What to do: Could you write out all the items below again, changing every "pixel-level evidence" to "pixel-accurate evidence" and keeping everything else the same?

Raw records:
.....
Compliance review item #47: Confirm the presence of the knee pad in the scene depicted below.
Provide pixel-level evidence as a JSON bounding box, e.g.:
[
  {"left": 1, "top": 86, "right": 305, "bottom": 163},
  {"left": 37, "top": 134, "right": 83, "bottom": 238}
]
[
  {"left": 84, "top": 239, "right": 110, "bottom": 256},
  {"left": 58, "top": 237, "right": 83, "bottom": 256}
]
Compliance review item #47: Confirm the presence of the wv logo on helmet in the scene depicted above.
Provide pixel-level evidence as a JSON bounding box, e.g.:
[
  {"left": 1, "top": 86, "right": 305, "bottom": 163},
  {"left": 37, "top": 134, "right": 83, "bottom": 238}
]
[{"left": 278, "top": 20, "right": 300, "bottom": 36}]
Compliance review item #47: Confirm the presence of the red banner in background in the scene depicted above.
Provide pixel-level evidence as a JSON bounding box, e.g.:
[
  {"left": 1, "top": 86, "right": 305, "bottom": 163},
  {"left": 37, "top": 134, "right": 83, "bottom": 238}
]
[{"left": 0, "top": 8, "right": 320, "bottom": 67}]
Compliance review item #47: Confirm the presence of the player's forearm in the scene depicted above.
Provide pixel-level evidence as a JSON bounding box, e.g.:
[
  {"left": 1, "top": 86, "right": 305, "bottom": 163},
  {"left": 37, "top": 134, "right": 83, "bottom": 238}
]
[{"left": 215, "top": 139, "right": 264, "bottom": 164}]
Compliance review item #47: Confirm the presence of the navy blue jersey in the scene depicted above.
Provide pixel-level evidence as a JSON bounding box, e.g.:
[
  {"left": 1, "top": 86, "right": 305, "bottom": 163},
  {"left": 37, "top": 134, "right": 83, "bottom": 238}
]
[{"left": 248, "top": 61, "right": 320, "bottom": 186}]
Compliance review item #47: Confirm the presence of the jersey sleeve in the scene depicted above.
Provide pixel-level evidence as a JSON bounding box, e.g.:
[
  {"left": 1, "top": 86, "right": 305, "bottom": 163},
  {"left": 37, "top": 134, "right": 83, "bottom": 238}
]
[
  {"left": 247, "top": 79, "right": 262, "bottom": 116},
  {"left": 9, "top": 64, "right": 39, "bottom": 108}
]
.....
Response to this exercise:
Compliance review item #47: Confirm the presence of the knee pad in the scene depicted below.
Provide pixel-accurate evidence as a JSON bounding box, e.g.:
[
  {"left": 1, "top": 86, "right": 305, "bottom": 163},
  {"left": 37, "top": 134, "right": 83, "bottom": 238}
]
[
  {"left": 84, "top": 239, "right": 110, "bottom": 256},
  {"left": 58, "top": 237, "right": 83, "bottom": 256}
]
Compliance review item #47: Confirm the presence of the wv logo on helmet in the scene depicted above.
Provide pixel-accurate evidence as a JSON bounding box, e.g.:
[
  {"left": 1, "top": 86, "right": 305, "bottom": 163},
  {"left": 37, "top": 134, "right": 83, "bottom": 238}
]
[{"left": 278, "top": 20, "right": 300, "bottom": 36}]
Compliance review item #47: Confirm the presence of the red banner in background in the scene depicted above.
Provide pixel-accurate evidence as a JSON bounding box, e.g.:
[
  {"left": 1, "top": 86, "right": 305, "bottom": 163},
  {"left": 37, "top": 134, "right": 83, "bottom": 238}
]
[{"left": 0, "top": 8, "right": 320, "bottom": 67}]
Compliance review item #47: Confirm the presence of the player's forearm in the scene depicted above.
Provide pixel-accurate evidence as a JSON bounding box, e.g.:
[
  {"left": 1, "top": 86, "right": 305, "bottom": 163},
  {"left": 37, "top": 134, "right": 83, "bottom": 238}
]
[{"left": 215, "top": 139, "right": 264, "bottom": 164}]
Compliance review item #47: Confirm the presence of the navy blue jersey in the scene depicted above.
Provide pixel-accurate evidence as a JSON bounding box, e.g.:
[
  {"left": 1, "top": 86, "right": 305, "bottom": 163},
  {"left": 37, "top": 134, "right": 83, "bottom": 238}
]
[{"left": 248, "top": 61, "right": 320, "bottom": 186}]
Compliance review item #47: Confirm the presence of the jersey sleeve in the scene depicted above.
Provide pixel-accurate evidence as a JSON bounding box, e.g.:
[
  {"left": 1, "top": 86, "right": 305, "bottom": 163},
  {"left": 37, "top": 134, "right": 83, "bottom": 238}
]
[
  {"left": 247, "top": 79, "right": 262, "bottom": 116},
  {"left": 9, "top": 64, "right": 39, "bottom": 108}
]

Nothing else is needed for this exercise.